§ **AIM OF THE TASK**
Pull out each line of the items below that contains the word "jacket". Upper and lower case count.

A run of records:

--*--

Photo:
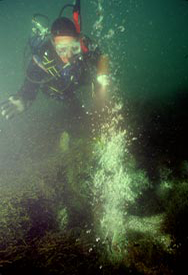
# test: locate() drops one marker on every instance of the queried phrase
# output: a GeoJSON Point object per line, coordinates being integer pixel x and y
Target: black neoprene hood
{"type": "Point", "coordinates": [63, 26]}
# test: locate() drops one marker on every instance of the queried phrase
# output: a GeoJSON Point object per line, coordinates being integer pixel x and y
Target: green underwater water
{"type": "Point", "coordinates": [105, 194]}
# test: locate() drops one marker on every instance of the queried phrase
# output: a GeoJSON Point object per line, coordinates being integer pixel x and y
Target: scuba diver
{"type": "Point", "coordinates": [61, 63]}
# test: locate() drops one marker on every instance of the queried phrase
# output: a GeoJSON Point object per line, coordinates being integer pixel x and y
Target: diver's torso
{"type": "Point", "coordinates": [64, 79]}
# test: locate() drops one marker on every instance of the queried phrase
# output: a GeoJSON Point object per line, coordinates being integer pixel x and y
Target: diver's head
{"type": "Point", "coordinates": [65, 38]}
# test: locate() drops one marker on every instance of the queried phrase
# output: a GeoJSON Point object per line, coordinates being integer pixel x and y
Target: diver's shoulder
{"type": "Point", "coordinates": [90, 43]}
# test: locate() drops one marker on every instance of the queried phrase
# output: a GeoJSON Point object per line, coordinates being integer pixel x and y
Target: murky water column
{"type": "Point", "coordinates": [116, 183]}
{"type": "Point", "coordinates": [111, 186]}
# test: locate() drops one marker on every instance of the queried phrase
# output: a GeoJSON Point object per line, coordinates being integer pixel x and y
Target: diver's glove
{"type": "Point", "coordinates": [13, 106]}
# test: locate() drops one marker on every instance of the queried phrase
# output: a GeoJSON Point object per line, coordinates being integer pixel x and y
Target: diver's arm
{"type": "Point", "coordinates": [20, 102]}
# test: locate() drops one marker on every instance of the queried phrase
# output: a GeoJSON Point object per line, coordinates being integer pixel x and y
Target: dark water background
{"type": "Point", "coordinates": [147, 42]}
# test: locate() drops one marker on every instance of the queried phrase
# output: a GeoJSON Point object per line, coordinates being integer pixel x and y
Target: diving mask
{"type": "Point", "coordinates": [66, 49]}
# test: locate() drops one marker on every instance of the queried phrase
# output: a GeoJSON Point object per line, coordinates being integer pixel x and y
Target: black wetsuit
{"type": "Point", "coordinates": [48, 73]}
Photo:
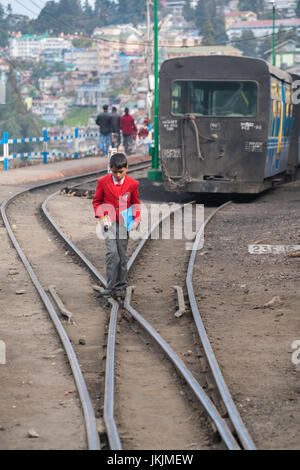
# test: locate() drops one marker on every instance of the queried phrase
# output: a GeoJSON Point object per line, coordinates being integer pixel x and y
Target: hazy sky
{"type": "Point", "coordinates": [29, 8]}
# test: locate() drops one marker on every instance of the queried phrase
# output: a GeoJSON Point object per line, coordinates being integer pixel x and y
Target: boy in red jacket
{"type": "Point", "coordinates": [115, 193]}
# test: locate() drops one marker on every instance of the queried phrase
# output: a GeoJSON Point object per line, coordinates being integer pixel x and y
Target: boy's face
{"type": "Point", "coordinates": [119, 173]}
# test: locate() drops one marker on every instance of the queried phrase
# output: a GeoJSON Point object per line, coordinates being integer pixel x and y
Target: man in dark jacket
{"type": "Point", "coordinates": [115, 121]}
{"type": "Point", "coordinates": [105, 123]}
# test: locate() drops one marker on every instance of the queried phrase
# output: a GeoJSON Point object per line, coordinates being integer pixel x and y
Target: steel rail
{"type": "Point", "coordinates": [108, 411]}
{"type": "Point", "coordinates": [202, 396]}
{"type": "Point", "coordinates": [88, 411]}
{"type": "Point", "coordinates": [233, 413]}
{"type": "Point", "coordinates": [87, 407]}
{"type": "Point", "coordinates": [200, 393]}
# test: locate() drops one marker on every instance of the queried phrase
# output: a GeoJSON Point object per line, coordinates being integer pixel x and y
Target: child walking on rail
{"type": "Point", "coordinates": [117, 205]}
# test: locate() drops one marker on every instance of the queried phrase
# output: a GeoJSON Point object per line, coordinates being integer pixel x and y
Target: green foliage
{"type": "Point", "coordinates": [252, 5]}
{"type": "Point", "coordinates": [298, 9]}
{"type": "Point", "coordinates": [3, 28]}
{"type": "Point", "coordinates": [79, 116]}
{"type": "Point", "coordinates": [188, 11]}
{"type": "Point", "coordinates": [209, 18]}
{"type": "Point", "coordinates": [207, 32]}
{"type": "Point", "coordinates": [247, 43]}
{"type": "Point", "coordinates": [16, 119]}
{"type": "Point", "coordinates": [81, 43]}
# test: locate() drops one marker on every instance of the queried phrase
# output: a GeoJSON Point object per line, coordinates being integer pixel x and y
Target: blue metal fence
{"type": "Point", "coordinates": [46, 152]}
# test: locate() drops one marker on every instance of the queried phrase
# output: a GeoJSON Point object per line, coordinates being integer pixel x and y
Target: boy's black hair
{"type": "Point", "coordinates": [118, 160]}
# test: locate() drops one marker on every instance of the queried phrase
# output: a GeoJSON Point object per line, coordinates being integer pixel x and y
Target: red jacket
{"type": "Point", "coordinates": [111, 200]}
{"type": "Point", "coordinates": [127, 125]}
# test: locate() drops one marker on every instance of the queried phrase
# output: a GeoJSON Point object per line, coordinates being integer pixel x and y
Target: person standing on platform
{"type": "Point", "coordinates": [104, 122]}
{"type": "Point", "coordinates": [115, 121]}
{"type": "Point", "coordinates": [128, 129]}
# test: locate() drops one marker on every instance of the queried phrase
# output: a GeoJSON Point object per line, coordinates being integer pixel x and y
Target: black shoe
{"type": "Point", "coordinates": [121, 295]}
{"type": "Point", "coordinates": [107, 293]}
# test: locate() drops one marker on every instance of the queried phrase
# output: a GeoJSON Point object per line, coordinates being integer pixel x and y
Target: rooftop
{"type": "Point", "coordinates": [238, 13]}
{"type": "Point", "coordinates": [265, 23]}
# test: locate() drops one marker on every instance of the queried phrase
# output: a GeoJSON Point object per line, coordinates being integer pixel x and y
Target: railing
{"type": "Point", "coordinates": [76, 139]}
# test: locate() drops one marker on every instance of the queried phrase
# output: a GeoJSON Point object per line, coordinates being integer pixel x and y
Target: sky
{"type": "Point", "coordinates": [29, 8]}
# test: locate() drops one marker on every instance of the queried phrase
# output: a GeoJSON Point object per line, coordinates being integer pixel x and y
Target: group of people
{"type": "Point", "coordinates": [112, 124]}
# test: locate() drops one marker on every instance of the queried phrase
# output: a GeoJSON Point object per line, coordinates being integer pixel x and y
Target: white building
{"type": "Point", "coordinates": [31, 47]}
{"type": "Point", "coordinates": [50, 109]}
{"type": "Point", "coordinates": [85, 60]}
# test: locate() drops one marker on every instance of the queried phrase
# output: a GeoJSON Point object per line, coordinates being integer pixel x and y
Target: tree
{"type": "Point", "coordinates": [298, 9]}
{"type": "Point", "coordinates": [207, 32]}
{"type": "Point", "coordinates": [252, 5]}
{"type": "Point", "coordinates": [247, 43]}
{"type": "Point", "coordinates": [15, 118]}
{"type": "Point", "coordinates": [3, 28]}
{"type": "Point", "coordinates": [188, 12]}
{"type": "Point", "coordinates": [209, 15]}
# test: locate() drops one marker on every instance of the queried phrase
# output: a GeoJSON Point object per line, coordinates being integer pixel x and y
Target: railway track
{"type": "Point", "coordinates": [233, 433]}
{"type": "Point", "coordinates": [26, 219]}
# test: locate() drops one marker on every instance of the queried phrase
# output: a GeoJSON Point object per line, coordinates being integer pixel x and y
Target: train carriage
{"type": "Point", "coordinates": [227, 124]}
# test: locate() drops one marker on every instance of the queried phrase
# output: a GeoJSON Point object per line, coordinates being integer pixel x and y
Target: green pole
{"type": "Point", "coordinates": [274, 17]}
{"type": "Point", "coordinates": [155, 174]}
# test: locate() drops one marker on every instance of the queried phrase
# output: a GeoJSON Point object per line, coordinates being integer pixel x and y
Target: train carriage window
{"type": "Point", "coordinates": [227, 99]}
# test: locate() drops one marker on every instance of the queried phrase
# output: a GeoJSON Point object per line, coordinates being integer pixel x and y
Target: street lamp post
{"type": "Point", "coordinates": [155, 173]}
{"type": "Point", "coordinates": [274, 19]}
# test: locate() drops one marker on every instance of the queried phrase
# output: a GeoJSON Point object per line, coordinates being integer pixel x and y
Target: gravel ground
{"type": "Point", "coordinates": [253, 342]}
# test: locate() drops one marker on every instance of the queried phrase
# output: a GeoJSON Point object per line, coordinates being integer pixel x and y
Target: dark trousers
{"type": "Point", "coordinates": [116, 240]}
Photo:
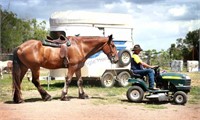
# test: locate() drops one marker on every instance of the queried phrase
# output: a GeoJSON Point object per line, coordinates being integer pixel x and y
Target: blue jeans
{"type": "Point", "coordinates": [149, 72]}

--*--

§ **RESULT FOR THIS TASK**
Target: boy in red jacket
Target: man in dark jacket
Target: red jacket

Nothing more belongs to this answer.